Your goal: Copy every one of the following rows character for character, making no changes.

** START OF Record extracts **

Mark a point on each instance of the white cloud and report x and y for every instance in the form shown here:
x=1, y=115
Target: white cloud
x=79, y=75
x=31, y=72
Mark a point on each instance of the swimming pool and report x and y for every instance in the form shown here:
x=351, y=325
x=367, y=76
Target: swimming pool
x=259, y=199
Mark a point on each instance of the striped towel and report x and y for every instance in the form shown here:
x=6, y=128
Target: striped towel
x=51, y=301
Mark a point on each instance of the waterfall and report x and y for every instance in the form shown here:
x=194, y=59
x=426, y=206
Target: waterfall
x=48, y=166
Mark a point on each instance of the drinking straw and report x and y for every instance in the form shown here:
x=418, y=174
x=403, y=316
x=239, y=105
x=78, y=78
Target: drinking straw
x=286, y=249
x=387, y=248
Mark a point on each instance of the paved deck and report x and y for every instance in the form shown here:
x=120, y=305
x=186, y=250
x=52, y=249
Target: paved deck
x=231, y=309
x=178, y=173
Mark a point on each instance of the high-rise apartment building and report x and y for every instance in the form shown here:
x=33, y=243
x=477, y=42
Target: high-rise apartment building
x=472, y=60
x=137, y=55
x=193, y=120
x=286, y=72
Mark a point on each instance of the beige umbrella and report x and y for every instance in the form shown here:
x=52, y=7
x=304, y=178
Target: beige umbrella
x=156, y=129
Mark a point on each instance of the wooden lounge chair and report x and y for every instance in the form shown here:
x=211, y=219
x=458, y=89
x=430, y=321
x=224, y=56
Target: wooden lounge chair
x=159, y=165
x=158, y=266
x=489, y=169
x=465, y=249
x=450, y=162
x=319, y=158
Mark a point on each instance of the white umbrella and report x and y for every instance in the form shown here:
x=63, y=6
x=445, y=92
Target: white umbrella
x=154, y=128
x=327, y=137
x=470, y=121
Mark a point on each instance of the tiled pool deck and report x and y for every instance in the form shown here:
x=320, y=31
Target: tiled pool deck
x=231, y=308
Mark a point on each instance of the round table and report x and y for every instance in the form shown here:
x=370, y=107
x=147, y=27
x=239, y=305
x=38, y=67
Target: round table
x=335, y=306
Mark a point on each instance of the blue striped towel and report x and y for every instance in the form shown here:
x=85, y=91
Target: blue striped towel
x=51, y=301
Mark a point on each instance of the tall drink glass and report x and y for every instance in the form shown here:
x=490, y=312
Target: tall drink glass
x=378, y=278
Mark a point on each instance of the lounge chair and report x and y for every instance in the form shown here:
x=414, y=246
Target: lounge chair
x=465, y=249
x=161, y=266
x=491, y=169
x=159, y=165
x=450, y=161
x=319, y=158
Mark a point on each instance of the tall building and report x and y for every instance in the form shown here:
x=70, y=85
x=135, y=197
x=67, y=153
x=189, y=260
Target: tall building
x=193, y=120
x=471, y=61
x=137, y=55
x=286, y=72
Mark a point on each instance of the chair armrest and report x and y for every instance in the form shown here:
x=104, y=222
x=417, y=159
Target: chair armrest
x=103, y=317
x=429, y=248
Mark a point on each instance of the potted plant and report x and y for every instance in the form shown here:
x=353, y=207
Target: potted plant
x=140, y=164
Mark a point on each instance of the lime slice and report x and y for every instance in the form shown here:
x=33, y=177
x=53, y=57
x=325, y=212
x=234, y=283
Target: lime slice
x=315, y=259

** END OF Record extracts **

Solution to this problem:
Mark a point on each instance of the white cloud and report x and y for every instance in the form shown here:
x=1, y=115
Target: white cloud
x=79, y=75
x=31, y=72
Mark a point on each instance of the swimming pool and report x and y for every instance in the form shown here:
x=351, y=325
x=367, y=76
Target: swimming pool
x=259, y=199
Mark a point on each instance of the striped towel and report x and y for every instance in the form shown here:
x=6, y=128
Target: striped towel
x=51, y=301
Mark a point on each instance of the waterfall and report x and y for every instance in the form shown here:
x=194, y=59
x=426, y=206
Target: waterfall
x=48, y=166
Mark a point on each instance of the drinking straw and report x and y for every instance in the form shown here:
x=418, y=174
x=403, y=316
x=239, y=105
x=78, y=78
Target: drinking straw
x=286, y=249
x=387, y=248
Mark a point on each instance of the paved deck and report x and y for every instance in the form shown here:
x=120, y=305
x=186, y=250
x=52, y=249
Target: paved deck
x=231, y=309
x=178, y=173
Mark a point on each instance of the high-rise apartment building and report x and y for every instance in the form shown here:
x=33, y=243
x=477, y=42
Target: high-rise apartment building
x=472, y=60
x=137, y=55
x=193, y=120
x=286, y=72
Mark a point on each instance of the beige umbrella and report x and y for every instance in the form shown here:
x=52, y=7
x=304, y=178
Target: beige umbrella
x=156, y=129
Mark a point on each instance of the wooden lounge chair and report x and y for every instance in the form shown here:
x=211, y=219
x=458, y=89
x=430, y=321
x=224, y=56
Target: wooden lounge chair
x=159, y=165
x=158, y=266
x=489, y=169
x=465, y=249
x=450, y=162
x=319, y=158
Mark a point on each instance of the white umbrella and report x and y for every instance in the form shown here:
x=63, y=6
x=445, y=92
Target: white umbrella
x=154, y=128
x=327, y=137
x=470, y=121
Mark a point on each instance of the tiled pool deck and report x and y for every instance in the form shown here:
x=320, y=31
Target: tiled pool deck
x=231, y=308
Mark a point on each instance of the round table and report x and y for every instance in the form shown here:
x=370, y=107
x=147, y=27
x=239, y=305
x=38, y=67
Target: round table
x=335, y=306
Mark a point on each instance of the blue striped towel and report x and y for every instance in the form shown here:
x=85, y=91
Target: blue striped towel
x=51, y=301
Mark a point on each instance of the tall drink glass and report x and y for every instance in the form shown here:
x=490, y=312
Target: tall drink glass
x=378, y=278
Mark a point on each instance of the lounge chair and report x and y for every instance in the form shown here:
x=414, y=246
Target: lounge chair
x=465, y=249
x=161, y=266
x=491, y=169
x=159, y=165
x=450, y=161
x=319, y=158
Mark a point on each instance of the tall building and report x and y for every instance in the form shown here:
x=70, y=85
x=135, y=197
x=67, y=153
x=189, y=260
Target: tall building
x=193, y=120
x=471, y=61
x=137, y=55
x=286, y=72
Mark a point on each instance of the chair armrest and report x and y for every instance in the form shown here:
x=104, y=222
x=417, y=159
Target: chair armrest
x=103, y=317
x=429, y=248
Mark a point on each instance of the potted plant and report x and y for every instance in the form shown here:
x=353, y=207
Target: potted plant
x=140, y=164
Mark a point on each instance of the lime slice and report x and y for every instance in the form shown here:
x=33, y=177
x=53, y=57
x=325, y=212
x=234, y=283
Target: lime slice
x=315, y=259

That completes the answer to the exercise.